Work task: Consider the entries below. Count the lines holding the string "then" and state the number only.

Records shown below:

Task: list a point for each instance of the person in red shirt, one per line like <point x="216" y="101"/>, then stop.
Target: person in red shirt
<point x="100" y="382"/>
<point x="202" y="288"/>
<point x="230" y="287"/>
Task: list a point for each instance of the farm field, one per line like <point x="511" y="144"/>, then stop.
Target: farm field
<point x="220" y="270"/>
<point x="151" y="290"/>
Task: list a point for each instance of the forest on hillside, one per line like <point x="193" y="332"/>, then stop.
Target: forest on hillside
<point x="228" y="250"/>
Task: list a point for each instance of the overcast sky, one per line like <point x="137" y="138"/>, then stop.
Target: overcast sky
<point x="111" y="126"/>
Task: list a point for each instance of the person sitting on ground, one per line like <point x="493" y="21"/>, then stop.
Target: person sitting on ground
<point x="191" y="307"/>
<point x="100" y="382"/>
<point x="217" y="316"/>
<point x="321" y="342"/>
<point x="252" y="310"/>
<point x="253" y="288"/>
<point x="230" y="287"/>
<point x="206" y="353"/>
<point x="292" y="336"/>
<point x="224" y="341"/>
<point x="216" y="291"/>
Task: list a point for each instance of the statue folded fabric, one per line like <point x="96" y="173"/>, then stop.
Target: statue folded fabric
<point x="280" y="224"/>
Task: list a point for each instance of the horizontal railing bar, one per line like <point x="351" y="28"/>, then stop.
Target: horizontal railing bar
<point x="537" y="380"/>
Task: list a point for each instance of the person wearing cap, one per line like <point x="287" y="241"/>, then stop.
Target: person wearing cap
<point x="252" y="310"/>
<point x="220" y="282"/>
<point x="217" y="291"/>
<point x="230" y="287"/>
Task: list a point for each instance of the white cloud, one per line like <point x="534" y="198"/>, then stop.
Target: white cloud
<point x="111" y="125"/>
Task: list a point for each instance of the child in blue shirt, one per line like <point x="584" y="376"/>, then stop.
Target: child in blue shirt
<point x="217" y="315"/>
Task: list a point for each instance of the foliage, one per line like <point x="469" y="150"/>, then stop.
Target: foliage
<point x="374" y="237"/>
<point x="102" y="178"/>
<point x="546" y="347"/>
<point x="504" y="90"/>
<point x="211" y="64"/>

End of Records shown.

Response: 11